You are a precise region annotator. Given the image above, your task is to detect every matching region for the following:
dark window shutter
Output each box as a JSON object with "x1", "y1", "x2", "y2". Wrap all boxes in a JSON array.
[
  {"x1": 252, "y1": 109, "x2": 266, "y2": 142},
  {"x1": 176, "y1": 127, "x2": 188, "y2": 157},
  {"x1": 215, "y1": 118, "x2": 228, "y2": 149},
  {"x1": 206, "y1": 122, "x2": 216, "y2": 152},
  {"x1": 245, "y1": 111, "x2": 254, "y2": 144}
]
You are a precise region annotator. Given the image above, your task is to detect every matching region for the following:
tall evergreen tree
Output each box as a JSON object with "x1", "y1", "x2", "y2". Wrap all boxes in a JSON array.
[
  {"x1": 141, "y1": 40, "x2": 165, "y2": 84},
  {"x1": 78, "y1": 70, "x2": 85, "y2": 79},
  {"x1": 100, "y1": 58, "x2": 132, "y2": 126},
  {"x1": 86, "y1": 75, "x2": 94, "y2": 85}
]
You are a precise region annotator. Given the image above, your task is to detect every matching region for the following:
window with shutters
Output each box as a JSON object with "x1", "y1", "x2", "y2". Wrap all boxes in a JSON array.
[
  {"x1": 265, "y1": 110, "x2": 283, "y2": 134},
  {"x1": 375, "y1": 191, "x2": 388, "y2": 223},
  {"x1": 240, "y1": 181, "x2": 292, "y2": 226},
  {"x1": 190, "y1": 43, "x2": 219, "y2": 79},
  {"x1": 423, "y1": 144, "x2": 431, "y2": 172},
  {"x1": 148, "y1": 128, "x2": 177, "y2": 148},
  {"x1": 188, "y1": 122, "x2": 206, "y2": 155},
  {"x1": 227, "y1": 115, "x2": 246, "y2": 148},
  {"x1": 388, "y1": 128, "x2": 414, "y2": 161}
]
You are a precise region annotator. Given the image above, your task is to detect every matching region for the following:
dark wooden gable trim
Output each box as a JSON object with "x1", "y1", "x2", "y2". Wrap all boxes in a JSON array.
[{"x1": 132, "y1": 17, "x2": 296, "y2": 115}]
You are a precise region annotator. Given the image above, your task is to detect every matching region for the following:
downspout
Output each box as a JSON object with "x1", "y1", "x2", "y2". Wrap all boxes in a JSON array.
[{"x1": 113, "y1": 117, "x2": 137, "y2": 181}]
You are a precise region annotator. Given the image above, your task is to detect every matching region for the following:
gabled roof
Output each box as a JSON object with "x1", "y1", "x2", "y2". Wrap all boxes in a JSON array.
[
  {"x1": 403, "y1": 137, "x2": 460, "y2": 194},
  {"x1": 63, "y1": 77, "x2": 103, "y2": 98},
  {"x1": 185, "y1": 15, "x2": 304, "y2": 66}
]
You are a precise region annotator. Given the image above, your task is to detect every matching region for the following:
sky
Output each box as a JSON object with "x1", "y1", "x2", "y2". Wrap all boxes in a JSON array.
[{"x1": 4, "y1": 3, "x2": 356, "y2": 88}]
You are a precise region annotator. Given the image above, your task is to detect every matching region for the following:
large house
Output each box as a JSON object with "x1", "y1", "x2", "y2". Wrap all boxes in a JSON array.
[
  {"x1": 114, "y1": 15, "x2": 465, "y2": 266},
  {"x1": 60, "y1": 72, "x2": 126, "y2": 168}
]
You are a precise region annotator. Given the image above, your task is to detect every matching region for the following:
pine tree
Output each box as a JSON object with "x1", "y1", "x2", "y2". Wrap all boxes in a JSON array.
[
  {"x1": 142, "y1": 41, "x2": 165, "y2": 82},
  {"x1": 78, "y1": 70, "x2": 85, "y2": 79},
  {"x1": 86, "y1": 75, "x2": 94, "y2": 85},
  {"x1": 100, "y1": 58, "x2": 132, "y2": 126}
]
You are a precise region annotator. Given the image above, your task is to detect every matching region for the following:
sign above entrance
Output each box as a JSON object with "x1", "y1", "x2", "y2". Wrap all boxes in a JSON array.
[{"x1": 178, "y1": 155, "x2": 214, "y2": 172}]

------------------------------------------------------------

▶ TASK TO CARRY OUT:
Your answer must be the complete listing, retyped exactly.

▶ TASK RESULT:
You are a precise region annotator. Given the image above, your task is to detect every matching region for the following:
dark window shutter
Output each box as a JSON object with "x1", "y1", "x2", "y2". Wrap all boxes in a JSON array.
[
  {"x1": 252, "y1": 109, "x2": 266, "y2": 142},
  {"x1": 176, "y1": 127, "x2": 188, "y2": 157},
  {"x1": 215, "y1": 118, "x2": 228, "y2": 149},
  {"x1": 206, "y1": 122, "x2": 216, "y2": 152},
  {"x1": 245, "y1": 111, "x2": 254, "y2": 144}
]
You are a precise region annotator. Given the image above, your task is to detect every matching region for the following:
tall evergreen tree
Output each box as a JSON object with "x1", "y1", "x2", "y2". Wrap all boxes in a JSON array.
[
  {"x1": 141, "y1": 40, "x2": 165, "y2": 84},
  {"x1": 78, "y1": 70, "x2": 85, "y2": 79},
  {"x1": 100, "y1": 58, "x2": 132, "y2": 126},
  {"x1": 86, "y1": 75, "x2": 94, "y2": 85}
]
You are a precise region annotator. Given the image above, your task is to detect every matching region for the following:
window with shutters
Output each box as a JSON object with "x1", "y1", "x2", "y2". Wrap all boxes in a JSON array.
[
  {"x1": 265, "y1": 110, "x2": 283, "y2": 134},
  {"x1": 375, "y1": 191, "x2": 388, "y2": 223},
  {"x1": 240, "y1": 181, "x2": 292, "y2": 226},
  {"x1": 190, "y1": 43, "x2": 219, "y2": 79},
  {"x1": 423, "y1": 144, "x2": 431, "y2": 172},
  {"x1": 148, "y1": 128, "x2": 177, "y2": 148},
  {"x1": 188, "y1": 122, "x2": 206, "y2": 155},
  {"x1": 227, "y1": 115, "x2": 246, "y2": 148},
  {"x1": 388, "y1": 128, "x2": 414, "y2": 161}
]
You are a precise region annotator. Given the image above, your task is to detect every matching region for the following:
dark wooden gable trim
Output each box as a JSON object with "x1", "y1", "x2", "y2". Wrap all boxes in a JSON array.
[{"x1": 132, "y1": 17, "x2": 296, "y2": 115}]
You are a precise region annotator. Given the image above, your task is to detect every matching region for the following:
downspout
Output each box as a JSON object with "x1", "y1", "x2", "y2". Wrap all boxes in a JSON array.
[{"x1": 113, "y1": 117, "x2": 137, "y2": 181}]
You are a precise region annotator. Given the image above, your task is to detect every matching region for the following:
gabled roof
Output each box as a JSON object with "x1", "y1", "x2", "y2". Wrap all boxes in a JSON array.
[
  {"x1": 403, "y1": 137, "x2": 460, "y2": 194},
  {"x1": 63, "y1": 77, "x2": 103, "y2": 98},
  {"x1": 185, "y1": 15, "x2": 304, "y2": 66}
]
You are a precise region annotator. Given the image above, your task is to detect every matching region for the following:
sky
Output each box as a JSON object with "x1", "y1", "x2", "y2". Wrap all boxes in a JSON array.
[{"x1": 4, "y1": 3, "x2": 356, "y2": 88}]
You are a precise region annotator. Given the image above, your task is to detect every matching region for the following:
large house
Output each box as a JSON object with "x1", "y1", "x2", "y2". Wrap all boxes in a JSON array.
[
  {"x1": 114, "y1": 15, "x2": 465, "y2": 266},
  {"x1": 60, "y1": 72, "x2": 126, "y2": 168}
]
You are a precise region annotator. Given the image above, your task is to detect every matching region for the following:
pine tree
Output each box as a JSON object with "x1", "y1", "x2", "y2". Wrap all boxes in a JSON array.
[
  {"x1": 142, "y1": 41, "x2": 165, "y2": 82},
  {"x1": 78, "y1": 70, "x2": 85, "y2": 79},
  {"x1": 86, "y1": 75, "x2": 94, "y2": 85},
  {"x1": 100, "y1": 58, "x2": 132, "y2": 126}
]
You are a precise region annotator. Given the image above, your task is to detect every matching region for the following:
sign above entrance
Output each box as a JSON object with "x1", "y1", "x2", "y2". Wrap all boxes in a JSON array.
[{"x1": 178, "y1": 155, "x2": 214, "y2": 172}]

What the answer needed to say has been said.